As it turns out, HBO's The Last of Us Episode 2 once featured an even darker opening scene than the one audiences ultimately got.
The critically-acclaimed PlayStation adaptation is two episodes deep now, with audiences eating up Pedro Pascal and Bella Ramsey's journey across a post-apocalyptic America.
Ever since the game's debut back in 2013, The Last of Us has garnered quite the reputation for being a pretty dark affair, something that has been on display (and will continue to be) in the HBO series.
But according to the show's creators, it could have been darker if a cut Episode 2 opening had made it in.
The Last of Us Episode 2's Cut Opening Scene
According to The Last of Us showrunners Craig Mazin and Neil Druckmann, Episode 2 (titled "Infected") originally focused on a dark backstory for Anna Torv's Tess.
Speaking on the official The Last of Us Podcast, Druckmann and Mazin explained that they had written a cold open for Episode 2 that added "a little bit of a backstory [to] Tess." It would have shown that before meeting Joel (Pedro Pascal) and going into business in the Quarantine Zone together, Tess "had a husband and she had a son" who both became infected by the Cordyceps fungus:
Mazin: "We had talked about, and we wrote it, we never shot it, and it was a little bit of a backstory of Tess and the fact that Tess had a kid. She had a husband and she had a son, and they were infected and she had to kill them."

INFORMATION GIVEN:
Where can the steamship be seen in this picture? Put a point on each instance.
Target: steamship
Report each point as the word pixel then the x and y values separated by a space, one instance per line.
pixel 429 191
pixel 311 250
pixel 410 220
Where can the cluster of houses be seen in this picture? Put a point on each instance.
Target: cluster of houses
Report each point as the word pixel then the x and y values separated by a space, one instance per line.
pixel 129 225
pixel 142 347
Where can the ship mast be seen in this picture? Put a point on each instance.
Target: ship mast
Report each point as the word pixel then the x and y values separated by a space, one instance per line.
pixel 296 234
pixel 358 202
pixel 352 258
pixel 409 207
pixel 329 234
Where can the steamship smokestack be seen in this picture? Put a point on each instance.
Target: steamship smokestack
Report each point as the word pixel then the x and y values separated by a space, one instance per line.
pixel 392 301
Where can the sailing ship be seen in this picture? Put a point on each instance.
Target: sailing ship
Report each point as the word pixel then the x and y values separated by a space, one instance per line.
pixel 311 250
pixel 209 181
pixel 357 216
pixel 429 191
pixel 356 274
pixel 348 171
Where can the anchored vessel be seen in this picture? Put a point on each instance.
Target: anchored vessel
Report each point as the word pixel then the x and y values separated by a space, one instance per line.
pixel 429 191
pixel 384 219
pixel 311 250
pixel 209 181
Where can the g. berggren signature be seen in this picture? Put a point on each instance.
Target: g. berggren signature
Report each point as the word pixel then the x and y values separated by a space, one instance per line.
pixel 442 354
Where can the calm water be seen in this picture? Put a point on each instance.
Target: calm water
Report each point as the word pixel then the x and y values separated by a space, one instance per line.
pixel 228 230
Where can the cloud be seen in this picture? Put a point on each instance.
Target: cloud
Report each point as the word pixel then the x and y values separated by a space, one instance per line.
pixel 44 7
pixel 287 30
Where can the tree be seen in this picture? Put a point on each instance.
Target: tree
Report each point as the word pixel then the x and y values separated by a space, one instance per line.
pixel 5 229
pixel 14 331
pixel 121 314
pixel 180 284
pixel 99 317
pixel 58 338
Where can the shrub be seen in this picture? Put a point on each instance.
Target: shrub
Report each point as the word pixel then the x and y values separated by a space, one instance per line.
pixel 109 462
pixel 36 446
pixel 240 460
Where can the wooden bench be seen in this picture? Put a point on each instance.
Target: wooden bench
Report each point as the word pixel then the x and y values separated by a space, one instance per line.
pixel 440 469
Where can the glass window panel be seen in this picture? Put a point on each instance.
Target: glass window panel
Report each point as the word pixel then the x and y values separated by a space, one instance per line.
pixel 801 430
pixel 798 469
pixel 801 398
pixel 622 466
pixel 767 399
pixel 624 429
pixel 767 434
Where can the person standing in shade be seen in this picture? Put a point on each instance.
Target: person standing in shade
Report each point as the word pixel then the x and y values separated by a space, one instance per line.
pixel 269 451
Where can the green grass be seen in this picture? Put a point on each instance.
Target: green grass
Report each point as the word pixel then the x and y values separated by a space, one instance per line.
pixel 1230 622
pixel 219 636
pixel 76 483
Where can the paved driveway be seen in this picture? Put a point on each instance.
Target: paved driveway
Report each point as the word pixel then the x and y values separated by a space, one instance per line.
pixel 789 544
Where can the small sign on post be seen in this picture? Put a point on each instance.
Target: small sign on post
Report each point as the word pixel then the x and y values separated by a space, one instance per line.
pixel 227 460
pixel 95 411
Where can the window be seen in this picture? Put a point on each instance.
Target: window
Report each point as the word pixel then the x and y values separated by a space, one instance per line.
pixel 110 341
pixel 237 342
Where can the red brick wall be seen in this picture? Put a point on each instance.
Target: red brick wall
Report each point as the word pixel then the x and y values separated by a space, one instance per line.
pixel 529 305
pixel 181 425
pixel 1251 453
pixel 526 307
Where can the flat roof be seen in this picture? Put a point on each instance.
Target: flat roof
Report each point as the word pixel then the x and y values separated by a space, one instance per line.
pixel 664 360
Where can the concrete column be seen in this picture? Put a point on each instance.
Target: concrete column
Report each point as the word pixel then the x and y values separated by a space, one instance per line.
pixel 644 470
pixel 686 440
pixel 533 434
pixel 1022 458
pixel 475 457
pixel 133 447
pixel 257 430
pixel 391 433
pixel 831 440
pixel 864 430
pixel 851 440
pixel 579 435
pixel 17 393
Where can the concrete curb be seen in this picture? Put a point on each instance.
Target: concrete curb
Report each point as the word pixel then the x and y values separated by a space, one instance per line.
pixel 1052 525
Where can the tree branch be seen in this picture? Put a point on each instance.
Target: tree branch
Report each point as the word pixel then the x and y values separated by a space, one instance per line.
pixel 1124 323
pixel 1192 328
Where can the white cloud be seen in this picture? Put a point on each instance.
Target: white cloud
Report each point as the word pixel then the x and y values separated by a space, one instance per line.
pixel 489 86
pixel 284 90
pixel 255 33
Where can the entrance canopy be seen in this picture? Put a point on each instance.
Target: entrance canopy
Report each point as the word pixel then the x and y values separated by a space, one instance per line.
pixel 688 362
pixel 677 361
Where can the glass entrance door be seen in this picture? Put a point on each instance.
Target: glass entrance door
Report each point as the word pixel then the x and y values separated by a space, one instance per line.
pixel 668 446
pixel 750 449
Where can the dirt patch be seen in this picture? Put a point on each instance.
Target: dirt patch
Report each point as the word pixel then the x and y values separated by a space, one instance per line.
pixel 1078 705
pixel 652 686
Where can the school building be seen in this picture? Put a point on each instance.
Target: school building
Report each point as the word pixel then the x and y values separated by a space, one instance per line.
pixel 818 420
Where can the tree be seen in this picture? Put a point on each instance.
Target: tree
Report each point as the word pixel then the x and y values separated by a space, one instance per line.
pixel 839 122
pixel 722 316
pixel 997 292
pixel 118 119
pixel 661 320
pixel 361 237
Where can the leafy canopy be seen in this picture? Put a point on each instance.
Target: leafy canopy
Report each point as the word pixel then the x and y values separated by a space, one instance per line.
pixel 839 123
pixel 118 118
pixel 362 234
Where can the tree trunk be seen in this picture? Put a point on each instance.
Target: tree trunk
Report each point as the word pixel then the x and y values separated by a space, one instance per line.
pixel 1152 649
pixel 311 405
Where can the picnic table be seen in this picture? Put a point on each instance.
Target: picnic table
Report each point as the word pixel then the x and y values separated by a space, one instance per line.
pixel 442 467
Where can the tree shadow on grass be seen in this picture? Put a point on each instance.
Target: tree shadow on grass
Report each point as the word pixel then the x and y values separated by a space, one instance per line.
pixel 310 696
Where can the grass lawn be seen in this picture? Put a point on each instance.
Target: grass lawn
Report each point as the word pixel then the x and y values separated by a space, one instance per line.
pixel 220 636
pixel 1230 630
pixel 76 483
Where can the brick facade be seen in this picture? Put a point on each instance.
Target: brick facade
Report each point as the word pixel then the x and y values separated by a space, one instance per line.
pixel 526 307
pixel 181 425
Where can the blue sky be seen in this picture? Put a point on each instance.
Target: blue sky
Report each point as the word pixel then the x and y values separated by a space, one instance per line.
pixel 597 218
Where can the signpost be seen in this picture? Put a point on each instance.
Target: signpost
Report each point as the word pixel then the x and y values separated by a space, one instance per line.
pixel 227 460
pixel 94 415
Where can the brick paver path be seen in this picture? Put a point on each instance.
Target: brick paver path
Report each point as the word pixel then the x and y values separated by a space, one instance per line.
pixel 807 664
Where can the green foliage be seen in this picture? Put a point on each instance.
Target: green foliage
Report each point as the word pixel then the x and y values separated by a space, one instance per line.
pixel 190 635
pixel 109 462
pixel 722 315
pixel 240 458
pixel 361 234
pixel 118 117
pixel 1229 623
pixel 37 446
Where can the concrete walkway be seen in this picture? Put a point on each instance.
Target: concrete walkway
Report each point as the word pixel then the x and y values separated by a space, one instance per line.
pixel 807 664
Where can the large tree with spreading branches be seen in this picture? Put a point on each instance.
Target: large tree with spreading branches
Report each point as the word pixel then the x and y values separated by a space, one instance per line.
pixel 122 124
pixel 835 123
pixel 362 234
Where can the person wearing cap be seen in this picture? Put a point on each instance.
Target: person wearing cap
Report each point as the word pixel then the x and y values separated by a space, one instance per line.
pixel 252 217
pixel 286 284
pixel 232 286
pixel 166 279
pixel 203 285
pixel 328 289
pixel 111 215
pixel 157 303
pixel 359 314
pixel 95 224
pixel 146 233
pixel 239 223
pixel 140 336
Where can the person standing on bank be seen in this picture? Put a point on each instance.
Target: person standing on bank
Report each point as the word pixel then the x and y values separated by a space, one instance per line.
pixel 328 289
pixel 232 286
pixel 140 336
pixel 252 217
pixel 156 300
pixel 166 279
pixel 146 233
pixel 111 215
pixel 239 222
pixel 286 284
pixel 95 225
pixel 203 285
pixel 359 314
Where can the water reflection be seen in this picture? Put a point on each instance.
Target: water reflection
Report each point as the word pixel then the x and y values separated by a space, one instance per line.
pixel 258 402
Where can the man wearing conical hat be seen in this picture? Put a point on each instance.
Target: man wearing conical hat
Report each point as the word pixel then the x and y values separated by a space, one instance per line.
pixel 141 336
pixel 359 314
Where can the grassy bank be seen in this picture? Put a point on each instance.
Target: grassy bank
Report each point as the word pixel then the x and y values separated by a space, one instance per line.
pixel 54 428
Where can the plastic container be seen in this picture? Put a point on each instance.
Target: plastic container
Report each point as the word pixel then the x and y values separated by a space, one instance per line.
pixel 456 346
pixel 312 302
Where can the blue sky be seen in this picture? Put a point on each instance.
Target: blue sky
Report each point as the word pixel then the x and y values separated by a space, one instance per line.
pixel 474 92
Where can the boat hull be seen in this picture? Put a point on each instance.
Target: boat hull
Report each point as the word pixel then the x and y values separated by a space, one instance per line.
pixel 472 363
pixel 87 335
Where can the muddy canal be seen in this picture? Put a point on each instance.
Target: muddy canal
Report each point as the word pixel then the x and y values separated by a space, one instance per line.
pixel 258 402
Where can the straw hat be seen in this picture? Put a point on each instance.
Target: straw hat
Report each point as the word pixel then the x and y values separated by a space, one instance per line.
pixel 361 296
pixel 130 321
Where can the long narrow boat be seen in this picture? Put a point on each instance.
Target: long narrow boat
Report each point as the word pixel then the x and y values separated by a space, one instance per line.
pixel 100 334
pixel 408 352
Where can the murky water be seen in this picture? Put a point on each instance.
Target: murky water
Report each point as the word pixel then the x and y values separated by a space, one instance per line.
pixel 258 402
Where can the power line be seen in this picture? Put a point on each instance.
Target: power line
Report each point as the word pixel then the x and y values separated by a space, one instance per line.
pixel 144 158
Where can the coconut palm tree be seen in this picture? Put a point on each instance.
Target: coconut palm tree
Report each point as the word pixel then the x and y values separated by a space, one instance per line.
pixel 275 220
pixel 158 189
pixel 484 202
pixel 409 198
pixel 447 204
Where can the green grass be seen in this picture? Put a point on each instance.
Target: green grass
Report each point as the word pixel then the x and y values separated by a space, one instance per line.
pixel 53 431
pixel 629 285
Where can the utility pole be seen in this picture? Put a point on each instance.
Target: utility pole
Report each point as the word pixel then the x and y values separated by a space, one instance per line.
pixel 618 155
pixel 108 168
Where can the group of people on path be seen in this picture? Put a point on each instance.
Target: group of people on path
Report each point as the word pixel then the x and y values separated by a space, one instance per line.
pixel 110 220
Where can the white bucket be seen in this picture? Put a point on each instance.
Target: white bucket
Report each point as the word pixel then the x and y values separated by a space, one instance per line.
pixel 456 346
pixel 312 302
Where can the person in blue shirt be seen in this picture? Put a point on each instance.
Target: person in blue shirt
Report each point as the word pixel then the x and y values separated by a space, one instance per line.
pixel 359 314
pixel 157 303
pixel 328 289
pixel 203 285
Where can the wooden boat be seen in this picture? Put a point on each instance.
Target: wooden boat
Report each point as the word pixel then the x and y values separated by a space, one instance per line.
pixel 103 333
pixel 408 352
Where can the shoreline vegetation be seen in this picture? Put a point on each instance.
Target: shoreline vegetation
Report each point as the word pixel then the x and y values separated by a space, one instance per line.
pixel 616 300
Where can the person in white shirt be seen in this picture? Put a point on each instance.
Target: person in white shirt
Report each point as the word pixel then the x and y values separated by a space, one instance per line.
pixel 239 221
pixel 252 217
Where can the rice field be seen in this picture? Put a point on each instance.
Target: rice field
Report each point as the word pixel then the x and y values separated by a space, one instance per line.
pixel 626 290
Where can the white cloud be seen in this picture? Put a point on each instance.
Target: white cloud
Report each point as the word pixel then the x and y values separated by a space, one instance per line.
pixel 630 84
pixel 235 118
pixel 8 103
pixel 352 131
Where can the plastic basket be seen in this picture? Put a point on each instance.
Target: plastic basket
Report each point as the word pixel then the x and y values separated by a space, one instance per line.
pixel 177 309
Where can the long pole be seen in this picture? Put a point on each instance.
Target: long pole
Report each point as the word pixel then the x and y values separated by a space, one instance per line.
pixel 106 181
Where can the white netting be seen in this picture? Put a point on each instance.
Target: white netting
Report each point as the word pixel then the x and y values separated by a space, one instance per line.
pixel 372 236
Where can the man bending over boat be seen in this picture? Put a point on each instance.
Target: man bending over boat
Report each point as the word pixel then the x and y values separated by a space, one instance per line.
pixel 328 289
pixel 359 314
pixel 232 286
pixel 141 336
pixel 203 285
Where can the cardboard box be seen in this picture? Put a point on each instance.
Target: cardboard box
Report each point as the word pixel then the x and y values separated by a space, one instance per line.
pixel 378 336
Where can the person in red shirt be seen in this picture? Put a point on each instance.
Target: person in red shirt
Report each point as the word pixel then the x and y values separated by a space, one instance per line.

WORK TO COMPLETE:
#1 Reproduce the passage in the article on The Last of Us Episode 2 from "As it turns" up to and including "a post-apocalyptic America.".
#2 According to the article on The Last of Us Episode 2, what is the title of Episode 2?

ANSWERS BY TASK:
#1
As it turns out, HBO's The Last of Us Episode 2 once featured an even darker opening scene than the one audiences ultimately got.
The critically-acclaimed PlayStation adaptation is two episodes deep now, with audiences eating up Pedro Pascal and Bella Ramsey's journey across a post-apocalyptic America.

#2 "Infected"